Write the records below out again exactly as given, with no images.

#####

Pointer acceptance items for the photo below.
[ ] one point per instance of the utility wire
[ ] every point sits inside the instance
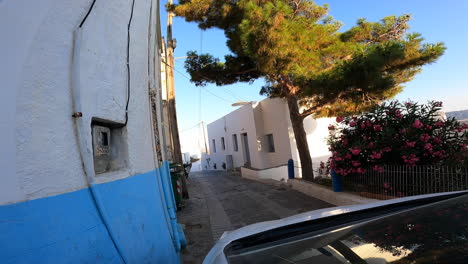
(204, 88)
(229, 92)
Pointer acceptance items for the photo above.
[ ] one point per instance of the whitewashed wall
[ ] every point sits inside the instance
(39, 153)
(270, 116)
(237, 122)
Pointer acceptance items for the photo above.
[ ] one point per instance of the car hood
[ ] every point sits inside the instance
(216, 254)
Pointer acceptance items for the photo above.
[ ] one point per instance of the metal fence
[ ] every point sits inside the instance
(400, 181)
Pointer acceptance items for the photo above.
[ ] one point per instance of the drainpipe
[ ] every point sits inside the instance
(79, 126)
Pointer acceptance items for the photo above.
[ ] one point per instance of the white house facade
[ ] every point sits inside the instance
(259, 135)
(81, 179)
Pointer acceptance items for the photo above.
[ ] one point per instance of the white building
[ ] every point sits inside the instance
(260, 136)
(82, 180)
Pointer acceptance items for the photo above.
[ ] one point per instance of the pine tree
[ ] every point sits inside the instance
(298, 50)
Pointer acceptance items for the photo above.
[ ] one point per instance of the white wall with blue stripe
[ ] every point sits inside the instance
(54, 208)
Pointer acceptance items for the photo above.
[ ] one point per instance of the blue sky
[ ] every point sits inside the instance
(436, 20)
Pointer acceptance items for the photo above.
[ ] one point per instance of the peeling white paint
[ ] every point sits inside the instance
(270, 116)
(39, 153)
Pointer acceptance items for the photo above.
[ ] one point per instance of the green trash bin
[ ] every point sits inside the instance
(176, 175)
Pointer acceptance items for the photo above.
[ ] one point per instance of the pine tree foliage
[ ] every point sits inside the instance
(299, 50)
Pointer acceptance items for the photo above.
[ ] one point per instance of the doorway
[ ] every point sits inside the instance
(245, 144)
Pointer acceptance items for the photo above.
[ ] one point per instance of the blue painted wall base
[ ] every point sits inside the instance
(68, 228)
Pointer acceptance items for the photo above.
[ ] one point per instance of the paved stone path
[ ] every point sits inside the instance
(221, 201)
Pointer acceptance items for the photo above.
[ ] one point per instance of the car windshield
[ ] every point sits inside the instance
(430, 234)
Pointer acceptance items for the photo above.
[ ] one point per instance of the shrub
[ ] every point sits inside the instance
(397, 133)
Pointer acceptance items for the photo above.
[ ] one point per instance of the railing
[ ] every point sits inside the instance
(400, 181)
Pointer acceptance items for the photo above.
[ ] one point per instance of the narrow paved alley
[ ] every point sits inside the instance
(221, 201)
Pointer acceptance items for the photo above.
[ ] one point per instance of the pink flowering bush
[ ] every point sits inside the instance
(397, 133)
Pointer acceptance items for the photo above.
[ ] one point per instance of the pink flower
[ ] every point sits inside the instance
(425, 137)
(361, 170)
(376, 155)
(410, 160)
(387, 149)
(378, 168)
(355, 151)
(378, 128)
(417, 124)
(439, 124)
(428, 146)
(398, 114)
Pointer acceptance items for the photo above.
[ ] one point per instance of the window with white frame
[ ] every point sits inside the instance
(235, 145)
(270, 143)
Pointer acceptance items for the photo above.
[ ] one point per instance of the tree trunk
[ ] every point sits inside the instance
(301, 138)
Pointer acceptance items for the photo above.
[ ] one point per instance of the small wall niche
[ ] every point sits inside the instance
(110, 150)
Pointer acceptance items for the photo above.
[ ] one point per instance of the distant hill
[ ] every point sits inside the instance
(459, 115)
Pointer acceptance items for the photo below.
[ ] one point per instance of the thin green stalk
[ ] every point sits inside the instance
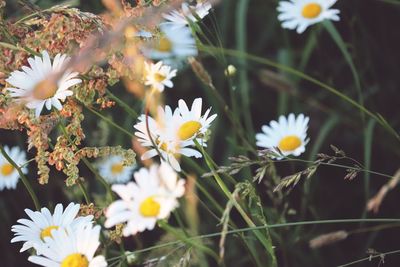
(125, 106)
(306, 77)
(24, 179)
(187, 240)
(368, 140)
(322, 135)
(339, 166)
(270, 226)
(379, 255)
(265, 241)
(342, 47)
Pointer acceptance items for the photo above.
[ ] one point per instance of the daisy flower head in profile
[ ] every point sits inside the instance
(113, 170)
(43, 84)
(159, 76)
(181, 18)
(300, 14)
(42, 223)
(72, 248)
(288, 134)
(191, 123)
(153, 196)
(9, 176)
(161, 138)
(173, 45)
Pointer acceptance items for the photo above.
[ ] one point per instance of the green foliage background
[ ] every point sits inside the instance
(370, 33)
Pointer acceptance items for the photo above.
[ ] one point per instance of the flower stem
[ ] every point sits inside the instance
(265, 241)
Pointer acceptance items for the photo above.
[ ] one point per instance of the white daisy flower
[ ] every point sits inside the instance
(179, 18)
(191, 123)
(163, 133)
(41, 224)
(159, 76)
(9, 176)
(152, 197)
(113, 170)
(38, 85)
(72, 248)
(299, 14)
(288, 134)
(173, 43)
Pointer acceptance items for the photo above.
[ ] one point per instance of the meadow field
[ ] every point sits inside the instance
(199, 133)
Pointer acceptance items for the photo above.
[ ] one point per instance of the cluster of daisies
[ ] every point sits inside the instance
(66, 239)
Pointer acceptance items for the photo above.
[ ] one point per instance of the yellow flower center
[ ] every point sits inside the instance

#####

» SOLUTION FOR THIS EXERCISE:
Pointer acceptance items for the photo below.
[ ] one point per instance of the utility wire
[ ] every point sits inside the instance
(204, 88)
(229, 92)
Pointer acceptance items for the photo above.
[ ] one point per instance of the whitewashed wall
[ ] every point sits inside the instance
(39, 153)
(270, 116)
(237, 122)
Pointer acceptance items for the photo above.
[ ] one point per instance of the car hood
[ ] every point sits inside the instance
(216, 254)
Pointer acceptance items for the photo above.
[ ] one point per instance of the metal fence
[ ] every point sits inside the instance
(400, 181)
Pointer acceptance items for the photo above.
[ ] one point per instance of the drainpipe
[ ] every point sits inside the instance
(79, 126)
Pointer acceptance items for the photo above.
[ ] one point per instance of the white house facade
[ ] every point sits inside the instance
(259, 135)
(81, 179)
Pointer acceptance items for the photo above.
[ ] one point per instance of the white building
[ ] every point sits inside the instance
(260, 136)
(82, 180)
Pointer acceptance items for the photo above.
[ ] one point per instance of the pine tree
[ ] every point sits inside the instance
(298, 50)
Pointer acceptance items for the photo above.
[ ] one point per instance of the white wall with blue stripe
[ ] every point sits inside the instance
(54, 208)
Pointer acceptance items for the photo above.
[ ] one point per instance of the blue sky
[ ] every point sits inside the instance
(436, 20)
Pointer acceptance items for the photo above.
[ ] one point per instance of the peeling white paint
[ ] every point sits inside the instance
(270, 116)
(39, 153)
Pointer acceptance items for the photo above.
[ ] one point per instance of the green trash bin
[ ] every point sits inside the instance
(176, 175)
Pointer acceptance items for the photo above.
[ ] one point per instance of the pine tree foliage
[ ] every point sits inside the instance
(299, 50)
Pointer acceptance items for the photo above.
[ ] one point per instance of the doorway
[ ] every point sits inside the instance
(245, 144)
Pointer acceptance items for the photo above.
[ ] one point per instance of the blue painted wall base
[ ] every point sits inside the instance
(68, 228)
Pointer acceptance items for the photo above.
[ ] one point per instance of the paved stone path
[ ] every point sits inside the instance
(221, 201)
Pointer acceptance items for the photo above.
[ ] one point per instance of the car windshield
[ ] every point sits inside the instance
(430, 234)
Pointer acceptance items for the photo above.
[ ] one point per instance of the shrub
[ ] every point sits inside the instance
(397, 133)
Pointer acceptance items for the photo above.
[ ] one point per instance of the railing
[ ] every point sits inside the instance
(400, 181)
Pointer acceptance items for the photo above.
[ ] one point per instance of the narrow paved alley
[ ] every point sits inside the instance
(221, 201)
Pointer acceptance items for the photo above.
[ ] one point per instance of the pink flowering bush
[ ] every point sits inside the instance
(397, 133)
Pointer acceptance items for the photo above.
[ ] one point per instance of the pink flower
[ ] every point sits inside the instance
(425, 137)
(361, 170)
(376, 155)
(410, 160)
(387, 149)
(378, 168)
(355, 151)
(378, 128)
(417, 124)
(439, 124)
(428, 146)
(398, 114)
Pointer acceptance items for the photo above.
[ ] one point per instance of the window with white frame
[ ] every point sits inside the instance
(235, 145)
(270, 143)
Pointer acceptance items for the photo above.
[ ] one point per instance of the tree trunk
[ ] every point sits inside the instance
(301, 138)
Pointer acceptance items for the photo above.
[ ] one point per instance of the small wall niche
[ ] every point sits inside the instance
(110, 150)
Pointer acceptance items for the photo above.
[ ] one point per instance of the distant hill
[ ] every point sits inside the instance
(459, 115)
Pointer acceptance items for the photo below.
[ ] one point per instance of the thin green stalk
[ ] every point sits inside the instance
(125, 106)
(306, 77)
(24, 179)
(187, 240)
(368, 140)
(322, 135)
(339, 166)
(270, 226)
(379, 255)
(265, 241)
(342, 47)
Pointer acceptance items for the photo above.
[ ] one point per instance of the daisy flower head in profile
[ ] every point sits inside the instance
(113, 170)
(43, 84)
(159, 76)
(181, 18)
(300, 14)
(42, 223)
(72, 248)
(288, 134)
(191, 123)
(153, 196)
(9, 176)
(161, 138)
(173, 45)
Pointer acceptance items for the photo above.
[ ] one point per instance of the green foliage background
[ ] every point sits inside the instance
(370, 33)
Pointer acceptance items for the photo above.
[ ] one point per instance of the flower stem
[ ] every point sits inside the instance
(265, 241)
Pointer acceptance items for the photo above.
[ ] one point per instance of the white daisy flower
[ ] every point sits inside the instance
(179, 18)
(191, 123)
(163, 133)
(41, 224)
(159, 76)
(9, 176)
(152, 197)
(113, 170)
(38, 85)
(72, 248)
(299, 14)
(288, 134)
(173, 43)
Pointer acceptance items for the photo above.
[ ] one point per instance of the meadow field
[ ] every point sits inside the instance
(199, 133)
Pointer acceptance items for the photo above.
[ ] one point per instance of the cluster of daisies
[ ] every point sits inside the instance
(66, 239)
Pointer acceptance items for the photo above.
[ ] one point per instance of the yellow flower center
[ ] every point sits inside the instance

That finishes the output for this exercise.